# What needs to be done:
Return everything in the listing below, from the line containing "# draw the outline of every instance of the tower" down to the line containing "M 79 26 L 67 42 L 64 199 L 105 199 L 92 40 Z", with both of those lines included, copied character for character.

Start of Excerpted records

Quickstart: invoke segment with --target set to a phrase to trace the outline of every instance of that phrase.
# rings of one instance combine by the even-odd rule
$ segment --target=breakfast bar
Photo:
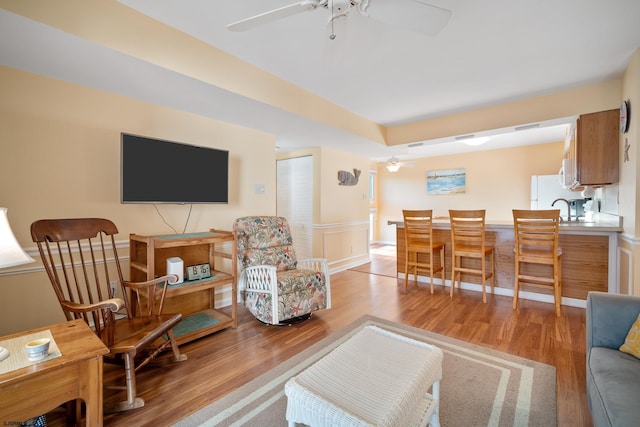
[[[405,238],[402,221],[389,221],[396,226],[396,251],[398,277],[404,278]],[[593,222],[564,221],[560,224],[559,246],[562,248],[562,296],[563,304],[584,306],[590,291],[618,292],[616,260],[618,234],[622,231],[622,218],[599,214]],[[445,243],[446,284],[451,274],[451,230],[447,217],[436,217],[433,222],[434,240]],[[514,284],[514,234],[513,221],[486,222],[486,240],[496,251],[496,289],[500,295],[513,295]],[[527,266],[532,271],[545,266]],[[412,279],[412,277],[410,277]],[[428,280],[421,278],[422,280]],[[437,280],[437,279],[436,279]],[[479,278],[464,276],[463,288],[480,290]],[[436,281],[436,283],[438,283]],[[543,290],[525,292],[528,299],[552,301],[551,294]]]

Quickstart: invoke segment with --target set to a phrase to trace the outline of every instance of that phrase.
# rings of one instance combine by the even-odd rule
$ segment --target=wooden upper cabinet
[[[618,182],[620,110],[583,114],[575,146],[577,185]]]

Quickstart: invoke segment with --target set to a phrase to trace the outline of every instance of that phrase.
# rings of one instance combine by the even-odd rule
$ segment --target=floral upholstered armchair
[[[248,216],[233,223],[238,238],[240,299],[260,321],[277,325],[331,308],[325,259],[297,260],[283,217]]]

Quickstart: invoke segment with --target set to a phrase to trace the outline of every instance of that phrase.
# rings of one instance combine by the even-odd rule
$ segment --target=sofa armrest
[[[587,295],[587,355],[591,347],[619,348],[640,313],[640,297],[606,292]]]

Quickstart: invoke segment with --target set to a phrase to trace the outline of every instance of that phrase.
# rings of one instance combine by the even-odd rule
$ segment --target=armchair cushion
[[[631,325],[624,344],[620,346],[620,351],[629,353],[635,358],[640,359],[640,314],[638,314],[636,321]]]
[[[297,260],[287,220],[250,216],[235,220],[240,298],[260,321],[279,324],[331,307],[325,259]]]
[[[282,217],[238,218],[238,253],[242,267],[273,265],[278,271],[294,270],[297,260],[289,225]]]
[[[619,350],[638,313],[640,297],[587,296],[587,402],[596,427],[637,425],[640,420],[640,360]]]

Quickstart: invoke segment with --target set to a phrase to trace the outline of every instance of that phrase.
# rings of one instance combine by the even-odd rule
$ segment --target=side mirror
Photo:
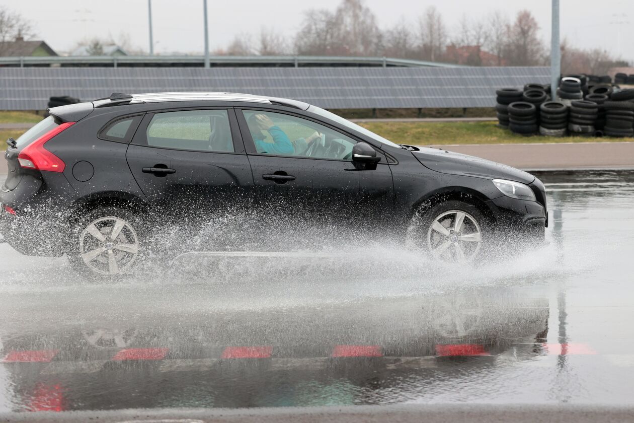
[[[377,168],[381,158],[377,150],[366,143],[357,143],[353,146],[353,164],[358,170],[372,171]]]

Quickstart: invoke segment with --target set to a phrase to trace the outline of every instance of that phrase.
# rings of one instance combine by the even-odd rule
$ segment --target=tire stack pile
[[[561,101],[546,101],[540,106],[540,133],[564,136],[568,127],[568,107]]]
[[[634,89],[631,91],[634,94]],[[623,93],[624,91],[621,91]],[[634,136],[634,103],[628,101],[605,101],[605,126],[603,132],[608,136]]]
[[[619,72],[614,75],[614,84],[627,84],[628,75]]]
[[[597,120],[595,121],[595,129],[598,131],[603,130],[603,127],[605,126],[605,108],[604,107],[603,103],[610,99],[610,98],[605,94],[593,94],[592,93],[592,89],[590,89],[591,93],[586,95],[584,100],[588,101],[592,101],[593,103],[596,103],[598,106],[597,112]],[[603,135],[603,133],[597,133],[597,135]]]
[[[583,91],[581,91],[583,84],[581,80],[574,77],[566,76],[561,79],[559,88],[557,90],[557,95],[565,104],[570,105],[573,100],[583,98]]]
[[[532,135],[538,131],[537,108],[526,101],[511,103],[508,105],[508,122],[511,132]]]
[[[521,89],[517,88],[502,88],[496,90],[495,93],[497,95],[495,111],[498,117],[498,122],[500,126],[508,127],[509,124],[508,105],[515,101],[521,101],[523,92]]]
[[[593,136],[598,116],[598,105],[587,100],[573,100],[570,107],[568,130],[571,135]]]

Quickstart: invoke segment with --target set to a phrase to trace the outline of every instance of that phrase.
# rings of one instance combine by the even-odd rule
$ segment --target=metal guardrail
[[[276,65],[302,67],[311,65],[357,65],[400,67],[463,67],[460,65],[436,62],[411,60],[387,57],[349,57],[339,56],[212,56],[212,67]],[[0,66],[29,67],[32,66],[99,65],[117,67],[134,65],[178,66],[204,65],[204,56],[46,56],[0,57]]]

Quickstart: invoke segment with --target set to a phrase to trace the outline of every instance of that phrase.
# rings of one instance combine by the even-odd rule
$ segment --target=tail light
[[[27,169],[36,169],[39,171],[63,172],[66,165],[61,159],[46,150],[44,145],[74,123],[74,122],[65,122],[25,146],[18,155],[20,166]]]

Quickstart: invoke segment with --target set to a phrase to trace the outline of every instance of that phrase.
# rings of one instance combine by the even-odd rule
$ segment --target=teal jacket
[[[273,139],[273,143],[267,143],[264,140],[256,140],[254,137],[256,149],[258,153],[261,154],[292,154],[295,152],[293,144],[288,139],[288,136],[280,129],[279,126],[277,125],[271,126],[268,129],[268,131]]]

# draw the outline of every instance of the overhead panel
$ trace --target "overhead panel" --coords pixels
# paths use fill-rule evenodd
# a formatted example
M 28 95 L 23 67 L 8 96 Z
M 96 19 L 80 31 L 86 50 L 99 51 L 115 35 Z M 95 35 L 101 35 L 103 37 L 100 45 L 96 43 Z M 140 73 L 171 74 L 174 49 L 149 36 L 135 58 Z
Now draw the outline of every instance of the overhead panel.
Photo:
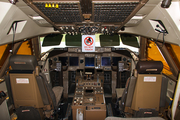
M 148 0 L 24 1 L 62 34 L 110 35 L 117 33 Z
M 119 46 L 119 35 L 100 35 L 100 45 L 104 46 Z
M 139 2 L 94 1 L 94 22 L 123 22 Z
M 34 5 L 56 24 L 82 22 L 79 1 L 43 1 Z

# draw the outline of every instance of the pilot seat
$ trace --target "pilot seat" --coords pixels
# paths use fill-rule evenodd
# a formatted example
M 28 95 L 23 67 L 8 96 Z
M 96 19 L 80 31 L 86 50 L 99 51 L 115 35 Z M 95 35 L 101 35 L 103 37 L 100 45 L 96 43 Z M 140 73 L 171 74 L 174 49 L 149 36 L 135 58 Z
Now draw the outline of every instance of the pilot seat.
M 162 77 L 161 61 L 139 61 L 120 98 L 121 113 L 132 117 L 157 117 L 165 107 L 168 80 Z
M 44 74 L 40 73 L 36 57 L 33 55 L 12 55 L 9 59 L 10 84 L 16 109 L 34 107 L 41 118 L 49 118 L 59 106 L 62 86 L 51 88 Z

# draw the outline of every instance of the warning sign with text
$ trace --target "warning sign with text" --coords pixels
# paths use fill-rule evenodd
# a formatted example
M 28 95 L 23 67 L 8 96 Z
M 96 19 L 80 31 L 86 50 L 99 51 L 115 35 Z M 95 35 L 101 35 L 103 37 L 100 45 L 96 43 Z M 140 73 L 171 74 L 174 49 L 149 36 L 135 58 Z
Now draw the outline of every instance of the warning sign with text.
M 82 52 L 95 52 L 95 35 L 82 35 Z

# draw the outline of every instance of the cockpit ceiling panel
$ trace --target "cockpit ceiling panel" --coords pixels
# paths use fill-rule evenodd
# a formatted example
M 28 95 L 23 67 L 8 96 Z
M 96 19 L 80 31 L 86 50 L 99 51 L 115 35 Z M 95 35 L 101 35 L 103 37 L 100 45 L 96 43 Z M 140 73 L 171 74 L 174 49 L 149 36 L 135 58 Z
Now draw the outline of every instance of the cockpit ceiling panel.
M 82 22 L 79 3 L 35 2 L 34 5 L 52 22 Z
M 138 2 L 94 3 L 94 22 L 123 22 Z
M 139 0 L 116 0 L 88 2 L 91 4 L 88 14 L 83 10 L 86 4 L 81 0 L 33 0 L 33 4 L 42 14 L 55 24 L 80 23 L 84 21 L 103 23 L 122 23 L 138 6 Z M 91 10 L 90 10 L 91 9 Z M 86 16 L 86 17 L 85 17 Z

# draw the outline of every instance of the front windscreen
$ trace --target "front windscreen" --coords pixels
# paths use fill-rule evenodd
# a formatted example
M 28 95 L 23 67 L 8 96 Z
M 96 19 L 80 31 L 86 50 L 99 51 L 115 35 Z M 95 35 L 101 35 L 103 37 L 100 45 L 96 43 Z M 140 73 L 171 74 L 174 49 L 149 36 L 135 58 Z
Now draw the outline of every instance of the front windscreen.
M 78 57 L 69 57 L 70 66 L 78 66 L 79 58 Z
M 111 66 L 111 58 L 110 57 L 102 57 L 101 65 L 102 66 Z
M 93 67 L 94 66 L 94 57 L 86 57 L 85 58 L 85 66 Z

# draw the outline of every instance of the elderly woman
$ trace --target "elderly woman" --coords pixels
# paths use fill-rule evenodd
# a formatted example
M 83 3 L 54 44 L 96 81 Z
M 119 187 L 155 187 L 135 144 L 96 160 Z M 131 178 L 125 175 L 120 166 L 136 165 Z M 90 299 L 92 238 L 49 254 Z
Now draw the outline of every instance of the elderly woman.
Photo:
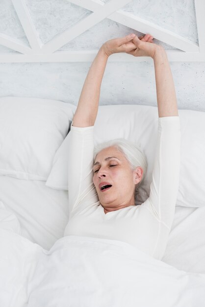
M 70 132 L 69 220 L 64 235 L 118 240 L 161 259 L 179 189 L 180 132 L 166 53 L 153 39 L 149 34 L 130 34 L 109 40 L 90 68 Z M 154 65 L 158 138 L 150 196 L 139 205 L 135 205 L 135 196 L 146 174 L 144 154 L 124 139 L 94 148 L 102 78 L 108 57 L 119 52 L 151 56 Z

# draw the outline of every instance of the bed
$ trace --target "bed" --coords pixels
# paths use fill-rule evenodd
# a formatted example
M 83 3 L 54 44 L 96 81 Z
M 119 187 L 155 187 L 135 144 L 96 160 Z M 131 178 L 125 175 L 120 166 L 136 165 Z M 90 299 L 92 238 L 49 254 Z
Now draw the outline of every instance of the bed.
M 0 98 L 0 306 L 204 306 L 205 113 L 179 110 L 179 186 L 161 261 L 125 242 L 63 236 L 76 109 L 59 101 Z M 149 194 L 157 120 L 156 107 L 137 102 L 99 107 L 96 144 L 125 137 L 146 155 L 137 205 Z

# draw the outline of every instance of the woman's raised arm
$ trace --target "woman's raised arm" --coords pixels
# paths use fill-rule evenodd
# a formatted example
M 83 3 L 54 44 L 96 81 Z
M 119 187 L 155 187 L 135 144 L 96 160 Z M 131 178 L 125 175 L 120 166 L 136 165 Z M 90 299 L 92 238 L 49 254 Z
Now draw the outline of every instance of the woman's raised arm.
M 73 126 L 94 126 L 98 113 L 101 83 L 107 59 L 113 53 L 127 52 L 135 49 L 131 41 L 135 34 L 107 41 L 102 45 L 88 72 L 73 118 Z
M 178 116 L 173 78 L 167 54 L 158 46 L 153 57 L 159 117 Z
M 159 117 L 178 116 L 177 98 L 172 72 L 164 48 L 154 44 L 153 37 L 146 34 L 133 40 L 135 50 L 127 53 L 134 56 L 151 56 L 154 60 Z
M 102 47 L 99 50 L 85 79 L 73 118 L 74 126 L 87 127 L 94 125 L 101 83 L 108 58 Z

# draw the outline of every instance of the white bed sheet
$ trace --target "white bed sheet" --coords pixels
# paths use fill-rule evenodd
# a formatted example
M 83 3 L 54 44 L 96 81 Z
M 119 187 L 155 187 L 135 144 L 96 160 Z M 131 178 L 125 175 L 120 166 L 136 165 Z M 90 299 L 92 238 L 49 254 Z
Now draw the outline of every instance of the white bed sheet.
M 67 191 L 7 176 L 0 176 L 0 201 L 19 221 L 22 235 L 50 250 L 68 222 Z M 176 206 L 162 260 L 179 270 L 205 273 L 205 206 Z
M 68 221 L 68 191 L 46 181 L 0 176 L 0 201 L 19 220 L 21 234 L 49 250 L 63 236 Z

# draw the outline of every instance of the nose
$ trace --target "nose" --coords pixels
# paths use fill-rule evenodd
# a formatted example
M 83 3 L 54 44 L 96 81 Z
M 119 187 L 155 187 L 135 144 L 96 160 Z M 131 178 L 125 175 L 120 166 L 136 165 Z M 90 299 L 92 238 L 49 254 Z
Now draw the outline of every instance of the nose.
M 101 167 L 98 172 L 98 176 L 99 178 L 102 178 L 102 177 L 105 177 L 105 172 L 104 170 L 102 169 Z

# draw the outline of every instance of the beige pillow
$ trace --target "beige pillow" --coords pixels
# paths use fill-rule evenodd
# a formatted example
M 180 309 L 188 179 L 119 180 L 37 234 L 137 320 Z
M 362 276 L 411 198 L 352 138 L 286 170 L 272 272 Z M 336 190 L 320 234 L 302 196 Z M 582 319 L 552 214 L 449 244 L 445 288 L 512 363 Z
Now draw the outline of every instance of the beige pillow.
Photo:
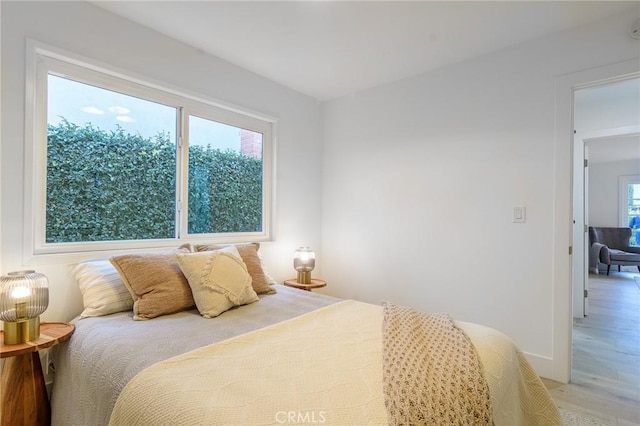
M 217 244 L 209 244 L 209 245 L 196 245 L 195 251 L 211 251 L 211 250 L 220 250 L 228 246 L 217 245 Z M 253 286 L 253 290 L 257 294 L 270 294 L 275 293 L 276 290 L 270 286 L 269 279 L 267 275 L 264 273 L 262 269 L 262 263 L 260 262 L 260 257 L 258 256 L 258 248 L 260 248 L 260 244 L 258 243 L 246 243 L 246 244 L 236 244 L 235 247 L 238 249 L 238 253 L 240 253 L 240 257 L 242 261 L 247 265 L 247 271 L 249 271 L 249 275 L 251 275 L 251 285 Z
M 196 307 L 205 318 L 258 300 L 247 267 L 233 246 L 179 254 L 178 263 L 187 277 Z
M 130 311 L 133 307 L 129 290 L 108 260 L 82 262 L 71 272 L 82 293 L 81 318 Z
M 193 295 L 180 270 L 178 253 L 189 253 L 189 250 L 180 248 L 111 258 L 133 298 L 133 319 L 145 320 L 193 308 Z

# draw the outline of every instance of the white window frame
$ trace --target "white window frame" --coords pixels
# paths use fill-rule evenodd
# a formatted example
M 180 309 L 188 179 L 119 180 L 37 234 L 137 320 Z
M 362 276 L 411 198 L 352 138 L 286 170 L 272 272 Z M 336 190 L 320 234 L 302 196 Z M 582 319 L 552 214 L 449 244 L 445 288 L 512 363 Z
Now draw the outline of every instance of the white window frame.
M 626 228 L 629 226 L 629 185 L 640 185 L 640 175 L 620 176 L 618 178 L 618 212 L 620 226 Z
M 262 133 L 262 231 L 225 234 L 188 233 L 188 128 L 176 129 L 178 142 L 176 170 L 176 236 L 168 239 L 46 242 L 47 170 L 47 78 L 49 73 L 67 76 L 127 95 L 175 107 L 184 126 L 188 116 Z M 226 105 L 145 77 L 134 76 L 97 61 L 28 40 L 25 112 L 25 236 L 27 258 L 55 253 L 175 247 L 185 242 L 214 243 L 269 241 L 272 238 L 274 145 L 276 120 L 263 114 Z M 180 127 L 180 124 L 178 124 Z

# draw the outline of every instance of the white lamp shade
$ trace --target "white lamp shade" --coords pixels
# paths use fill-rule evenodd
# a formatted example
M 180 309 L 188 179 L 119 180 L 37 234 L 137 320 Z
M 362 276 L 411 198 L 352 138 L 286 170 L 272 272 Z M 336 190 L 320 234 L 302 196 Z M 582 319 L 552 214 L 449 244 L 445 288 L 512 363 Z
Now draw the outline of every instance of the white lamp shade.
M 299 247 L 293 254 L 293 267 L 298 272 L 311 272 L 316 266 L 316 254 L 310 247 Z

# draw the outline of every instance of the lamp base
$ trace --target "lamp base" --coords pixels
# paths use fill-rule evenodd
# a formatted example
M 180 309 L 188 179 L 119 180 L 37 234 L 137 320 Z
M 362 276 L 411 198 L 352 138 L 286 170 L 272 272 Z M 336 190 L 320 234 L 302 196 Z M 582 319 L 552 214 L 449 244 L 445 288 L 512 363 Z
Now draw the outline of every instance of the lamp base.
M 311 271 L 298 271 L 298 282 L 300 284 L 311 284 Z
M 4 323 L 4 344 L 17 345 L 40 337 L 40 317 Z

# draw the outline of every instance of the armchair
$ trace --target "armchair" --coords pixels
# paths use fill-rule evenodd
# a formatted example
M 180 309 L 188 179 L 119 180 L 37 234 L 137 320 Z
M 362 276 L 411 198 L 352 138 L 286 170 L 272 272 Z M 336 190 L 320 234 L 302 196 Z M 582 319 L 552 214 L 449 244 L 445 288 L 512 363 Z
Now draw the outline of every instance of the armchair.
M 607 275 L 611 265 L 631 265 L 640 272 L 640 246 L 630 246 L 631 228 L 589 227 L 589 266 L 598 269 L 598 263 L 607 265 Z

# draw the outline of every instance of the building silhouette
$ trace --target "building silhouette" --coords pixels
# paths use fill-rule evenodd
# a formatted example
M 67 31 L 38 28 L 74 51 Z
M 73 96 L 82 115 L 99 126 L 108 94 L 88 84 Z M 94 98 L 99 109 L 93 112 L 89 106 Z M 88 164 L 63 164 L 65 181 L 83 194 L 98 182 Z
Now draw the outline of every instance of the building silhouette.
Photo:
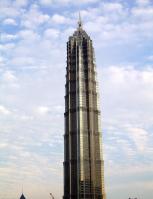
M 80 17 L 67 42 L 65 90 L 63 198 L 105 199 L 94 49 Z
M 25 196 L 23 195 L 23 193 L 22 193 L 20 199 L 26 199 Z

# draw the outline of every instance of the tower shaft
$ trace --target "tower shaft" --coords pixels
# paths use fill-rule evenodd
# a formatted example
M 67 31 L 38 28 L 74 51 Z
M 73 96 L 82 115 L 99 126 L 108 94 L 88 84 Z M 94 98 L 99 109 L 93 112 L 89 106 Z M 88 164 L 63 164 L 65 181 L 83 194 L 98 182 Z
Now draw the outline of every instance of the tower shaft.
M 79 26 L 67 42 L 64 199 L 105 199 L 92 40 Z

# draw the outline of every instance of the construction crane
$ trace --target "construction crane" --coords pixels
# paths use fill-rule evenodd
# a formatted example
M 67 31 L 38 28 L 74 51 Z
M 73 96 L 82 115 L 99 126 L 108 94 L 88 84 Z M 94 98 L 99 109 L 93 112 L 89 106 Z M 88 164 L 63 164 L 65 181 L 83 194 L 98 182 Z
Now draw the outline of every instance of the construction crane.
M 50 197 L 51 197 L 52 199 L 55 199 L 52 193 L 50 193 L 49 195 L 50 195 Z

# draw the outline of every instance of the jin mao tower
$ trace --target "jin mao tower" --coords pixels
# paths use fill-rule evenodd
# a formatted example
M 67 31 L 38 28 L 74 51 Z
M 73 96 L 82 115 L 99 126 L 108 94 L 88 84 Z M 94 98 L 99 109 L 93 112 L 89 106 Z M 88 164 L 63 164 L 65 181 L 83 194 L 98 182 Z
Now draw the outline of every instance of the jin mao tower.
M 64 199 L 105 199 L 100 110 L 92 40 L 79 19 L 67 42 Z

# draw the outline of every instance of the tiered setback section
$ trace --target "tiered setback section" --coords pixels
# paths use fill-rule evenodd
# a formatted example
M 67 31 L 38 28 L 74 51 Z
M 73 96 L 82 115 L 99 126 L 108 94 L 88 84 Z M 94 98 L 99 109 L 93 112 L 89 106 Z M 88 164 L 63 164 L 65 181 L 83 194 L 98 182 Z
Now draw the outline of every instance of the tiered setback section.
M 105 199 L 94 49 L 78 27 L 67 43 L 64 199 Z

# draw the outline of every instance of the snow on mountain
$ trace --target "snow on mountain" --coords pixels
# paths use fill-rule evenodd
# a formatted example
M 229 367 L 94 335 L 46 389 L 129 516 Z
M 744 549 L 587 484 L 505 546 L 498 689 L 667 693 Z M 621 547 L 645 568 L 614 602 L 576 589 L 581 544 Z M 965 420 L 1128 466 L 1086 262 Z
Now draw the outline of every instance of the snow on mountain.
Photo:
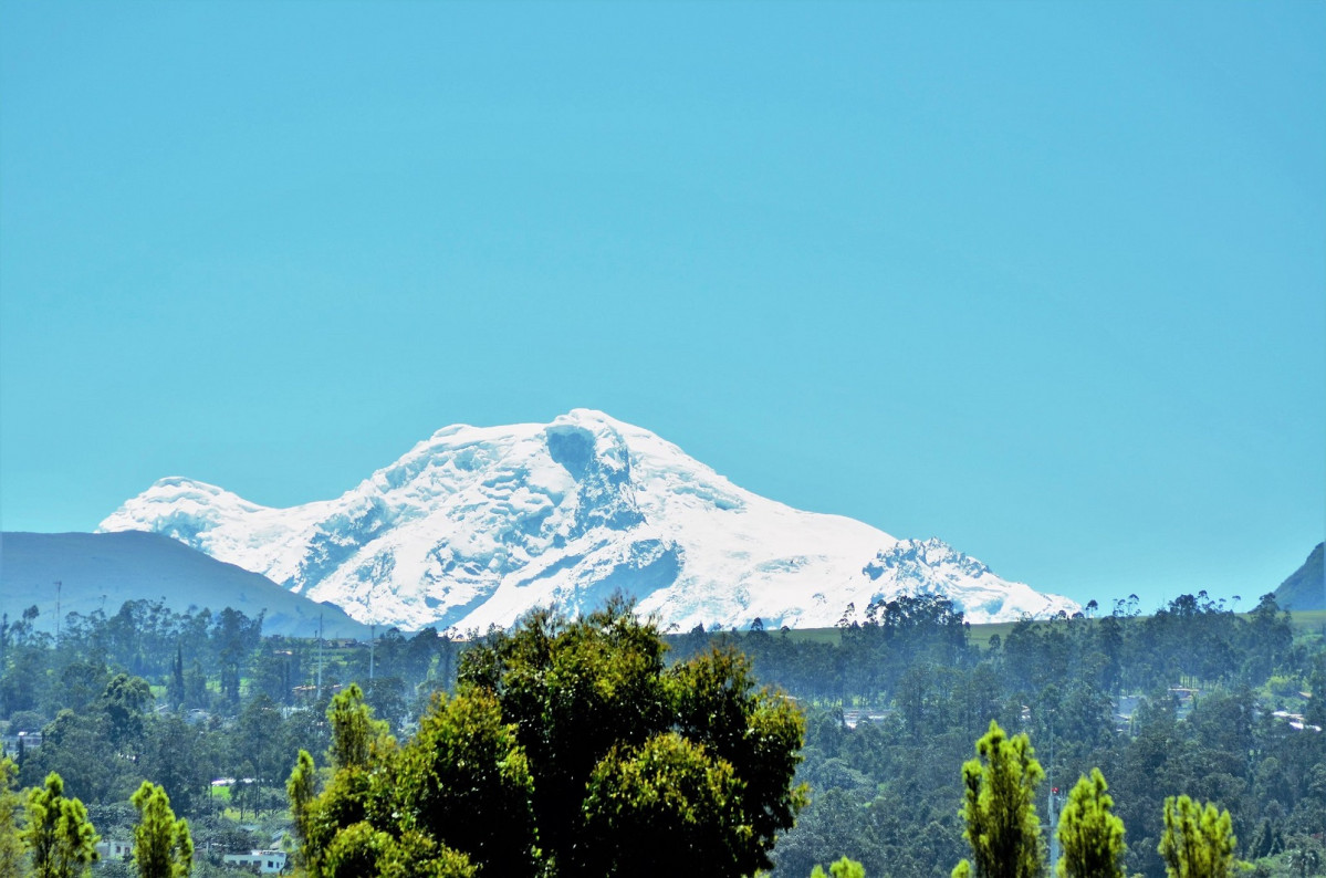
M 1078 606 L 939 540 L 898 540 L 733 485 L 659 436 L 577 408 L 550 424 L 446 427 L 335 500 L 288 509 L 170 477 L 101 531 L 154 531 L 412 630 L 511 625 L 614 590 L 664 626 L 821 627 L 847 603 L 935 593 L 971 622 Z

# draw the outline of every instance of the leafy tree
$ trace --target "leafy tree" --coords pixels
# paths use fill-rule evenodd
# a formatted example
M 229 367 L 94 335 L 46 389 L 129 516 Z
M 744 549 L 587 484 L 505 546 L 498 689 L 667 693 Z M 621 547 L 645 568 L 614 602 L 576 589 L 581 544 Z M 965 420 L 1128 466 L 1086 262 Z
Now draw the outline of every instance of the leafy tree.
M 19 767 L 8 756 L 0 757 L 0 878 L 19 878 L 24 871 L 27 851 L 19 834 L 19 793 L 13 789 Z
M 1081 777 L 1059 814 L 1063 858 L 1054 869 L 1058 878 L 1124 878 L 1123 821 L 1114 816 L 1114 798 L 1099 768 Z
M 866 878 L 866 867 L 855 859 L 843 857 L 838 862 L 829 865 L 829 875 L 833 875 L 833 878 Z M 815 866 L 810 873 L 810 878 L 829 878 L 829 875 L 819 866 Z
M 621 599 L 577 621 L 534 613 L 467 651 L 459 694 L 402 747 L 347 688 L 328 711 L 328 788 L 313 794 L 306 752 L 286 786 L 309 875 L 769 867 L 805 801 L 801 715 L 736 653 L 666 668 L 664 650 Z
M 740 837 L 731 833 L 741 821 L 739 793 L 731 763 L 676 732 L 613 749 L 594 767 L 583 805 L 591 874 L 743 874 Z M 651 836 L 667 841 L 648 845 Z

End of Excerpted records

# Complete output:
# draw the outline of every instance of the tower shaft
$ trace --target "tower shaft" --coords pixels
# paths use fill-rule evenodd
# a formatted example
M 67 31 L 38 28 L 74 51 Z
M 73 96 L 82 115 L 99 126 L 108 94 L 88 84 Z M 94 98 L 99 109 L 93 112 L 89 106 Z M 88 164 L 63 164 L 65 181 L 83 194 L 98 182 Z
Now draw the outline of every instance of the tower shaft.
M 79 26 L 67 42 L 64 199 L 105 199 L 92 40 Z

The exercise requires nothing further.